— start of Extract to read —

Vortex states were also addressed in the 2D version of the setting, whose linearized form gives rise to the collapse at all positive values of $U_0$. In that case, the cubic self-repulsion in GPE is not sufficient to suppress the collapse [7]. A physically relevant alternative is provided by the quartic term, which is produced by the Lee-Huang-Yang effect, i.e., a correction to the MF theory induced by quantum fluctuations [27]. To this end, one may consider a binary BEC in which the MF self-repulsion in each component is (almost) precisely balanced by the inter-component attraction [28,29]. The resulting amended GPE predicts self-trapped states in the form of quantum droplets, which have been observed experimentally with quasi-2D [30,31] and full 3D [32,33] shapes in binary BECs with the contact interactions, as well as in dipolar BECs with long-range interactions between atomic magnetic dipole moments [34,35].

In the present context, the corresponding 2D GPE takes the form of Equation (5), with term ${\left|\psi \right|}^2\psi$ replaced by ${\left|\psi \right|}^3\psi$ [36], leading to the solution for the wave function with the following asymptotic form at $r\to 0$, which replaces the collapsing solution of the 2D linear equation:

$$\psi \approx {\left[\frac{1}{2}\left(U_m+\frac{4}{9}\right)\right]}^{1/3}{e}^{i\mu t-im\phi }{r}^{-2/3},U_m\equiv U_0-m^2$$

(19)

(cf. expression (16) at $r\to 0$ and Equation (12)), where $\left(r,\phi \right)$ are the 2D polar coordinates, and integer m is the vorticity. Note that the 2D norm of this wave function with the acceptable singularity $r^{-2/3}$ converges at $r\to 0$. A nontrivial problem is stability of the 2D vortex bound states corresponding to the asymptotic form (19), which exist under the condition of $U_0>m^2-4/9\equiv {\left(U_0\right)}_{min}$. Surprisingly, this problem admits an exact solution: the vortex states with $m\ge 1$ are stable provided that $U_0>(7/9)\left(3m^2-1\right)\equiv {\left(U_0\right)}_{\mathrm{stability}}$, the GS with $m=0$ being stable too [36]. Note that, for all $m\ge 1$, ${\left(U_0\right)}_{\mathrm{stability}}$ exceeds ${\left(U_0\right)}_{min}$, hence the 2D vortex states are unstable in the interval of $m^2-4/9<U_0<$$(7/9)\left(3m^2-1\right)$. The dominant instability mode is one which leads to slow drift of the vortex’ pivot off the central point, along a spiral trajectory [36].

— end of Extract to read —
— start of Data rows —

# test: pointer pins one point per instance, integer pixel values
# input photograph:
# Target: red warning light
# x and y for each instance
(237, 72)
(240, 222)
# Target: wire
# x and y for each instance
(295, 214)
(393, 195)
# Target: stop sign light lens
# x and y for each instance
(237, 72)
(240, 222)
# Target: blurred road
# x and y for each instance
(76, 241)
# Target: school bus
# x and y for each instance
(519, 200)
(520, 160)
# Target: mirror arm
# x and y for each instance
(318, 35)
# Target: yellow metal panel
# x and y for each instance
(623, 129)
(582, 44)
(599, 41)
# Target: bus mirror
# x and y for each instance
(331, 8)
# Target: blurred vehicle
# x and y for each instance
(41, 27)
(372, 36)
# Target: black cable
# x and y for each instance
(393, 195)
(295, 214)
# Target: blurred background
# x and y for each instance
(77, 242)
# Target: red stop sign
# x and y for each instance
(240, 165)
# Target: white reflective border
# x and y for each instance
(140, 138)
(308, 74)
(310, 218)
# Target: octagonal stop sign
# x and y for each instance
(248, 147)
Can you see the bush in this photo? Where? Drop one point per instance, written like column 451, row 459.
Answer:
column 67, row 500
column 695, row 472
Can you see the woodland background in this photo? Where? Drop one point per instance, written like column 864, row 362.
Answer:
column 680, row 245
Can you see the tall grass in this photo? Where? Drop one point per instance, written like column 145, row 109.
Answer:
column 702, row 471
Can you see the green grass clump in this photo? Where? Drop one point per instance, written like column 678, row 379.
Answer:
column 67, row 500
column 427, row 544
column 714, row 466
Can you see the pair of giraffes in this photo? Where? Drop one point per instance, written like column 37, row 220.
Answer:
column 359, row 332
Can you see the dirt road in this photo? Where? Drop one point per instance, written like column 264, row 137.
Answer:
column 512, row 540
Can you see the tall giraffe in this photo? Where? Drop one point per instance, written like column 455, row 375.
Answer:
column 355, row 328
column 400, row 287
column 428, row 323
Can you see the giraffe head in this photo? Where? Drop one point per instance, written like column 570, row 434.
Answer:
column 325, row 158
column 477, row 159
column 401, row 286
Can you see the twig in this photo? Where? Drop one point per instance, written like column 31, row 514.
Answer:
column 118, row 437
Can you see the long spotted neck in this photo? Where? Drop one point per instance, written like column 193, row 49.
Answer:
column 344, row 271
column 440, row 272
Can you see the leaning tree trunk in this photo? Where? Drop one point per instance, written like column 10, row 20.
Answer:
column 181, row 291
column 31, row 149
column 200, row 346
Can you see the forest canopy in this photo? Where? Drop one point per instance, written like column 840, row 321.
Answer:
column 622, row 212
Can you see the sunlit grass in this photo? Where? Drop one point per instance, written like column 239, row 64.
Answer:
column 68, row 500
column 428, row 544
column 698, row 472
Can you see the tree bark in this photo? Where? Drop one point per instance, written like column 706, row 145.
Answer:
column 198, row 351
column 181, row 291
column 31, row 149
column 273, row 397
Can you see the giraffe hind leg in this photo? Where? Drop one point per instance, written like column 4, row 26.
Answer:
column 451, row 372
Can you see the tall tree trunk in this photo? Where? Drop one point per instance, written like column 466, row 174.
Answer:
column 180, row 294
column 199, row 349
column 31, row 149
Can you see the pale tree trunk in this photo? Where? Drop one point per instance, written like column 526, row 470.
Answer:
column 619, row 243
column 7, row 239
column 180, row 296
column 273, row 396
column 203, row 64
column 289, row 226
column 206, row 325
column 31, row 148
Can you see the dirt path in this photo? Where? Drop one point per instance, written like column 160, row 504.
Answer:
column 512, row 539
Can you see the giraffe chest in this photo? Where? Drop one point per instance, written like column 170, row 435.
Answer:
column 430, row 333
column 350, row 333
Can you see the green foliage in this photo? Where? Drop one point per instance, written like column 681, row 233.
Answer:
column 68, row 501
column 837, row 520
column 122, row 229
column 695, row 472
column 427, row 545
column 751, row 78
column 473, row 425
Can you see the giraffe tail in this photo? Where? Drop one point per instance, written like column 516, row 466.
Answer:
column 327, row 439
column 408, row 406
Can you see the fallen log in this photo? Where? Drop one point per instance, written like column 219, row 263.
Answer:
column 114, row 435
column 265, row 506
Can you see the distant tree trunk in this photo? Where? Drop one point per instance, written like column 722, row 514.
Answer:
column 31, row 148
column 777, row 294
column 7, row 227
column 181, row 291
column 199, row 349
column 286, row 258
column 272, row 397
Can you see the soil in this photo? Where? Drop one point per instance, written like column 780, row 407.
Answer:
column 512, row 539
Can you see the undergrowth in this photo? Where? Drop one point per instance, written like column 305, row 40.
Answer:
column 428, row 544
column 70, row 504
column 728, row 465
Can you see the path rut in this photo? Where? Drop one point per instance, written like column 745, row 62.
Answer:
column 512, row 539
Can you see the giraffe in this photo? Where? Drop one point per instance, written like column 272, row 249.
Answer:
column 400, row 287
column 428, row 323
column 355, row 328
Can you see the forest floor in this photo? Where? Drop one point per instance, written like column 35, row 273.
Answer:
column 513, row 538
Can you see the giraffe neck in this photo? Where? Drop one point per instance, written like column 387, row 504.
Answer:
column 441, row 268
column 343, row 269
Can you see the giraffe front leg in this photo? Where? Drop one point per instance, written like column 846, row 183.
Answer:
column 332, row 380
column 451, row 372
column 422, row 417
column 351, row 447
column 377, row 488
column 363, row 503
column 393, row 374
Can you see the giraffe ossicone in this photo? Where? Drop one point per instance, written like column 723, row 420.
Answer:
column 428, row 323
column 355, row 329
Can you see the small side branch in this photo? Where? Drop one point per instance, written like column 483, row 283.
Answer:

— end of Data rows —

▶ _Your instructions_: Could you write the next part of the passage on 2D vortex states and quantum droplets, starting right after its final sentence?

▶ _Exercise response_:
The objective of the present work is to construct 3D states, carrying angular momentum, as solutions of GPE (5) with nonzero orbital quantum number, $l\ge 1$, and the magnetic quantum number taking values $0\le m\le l$. Essential results for this problem can be obtained in an analytical form, as shown below in Section 2. In particular, an exact existence threshold is found for all nonlinear states with $l\ge 1$, viz.,

$$U_0\ge {\left(U_0^{\left(l\right)}\right)}_{\mathrm{thr}}=l(l+1)$$

(20)

(it does not depend on m). Numerical results, which essentially corroborate the analytical predictions, are reported in Section 3, and the paper is concluded by Section 4. To the best of our knowledge, considerations of GPE-based models in similar 3D settings have not been reported before.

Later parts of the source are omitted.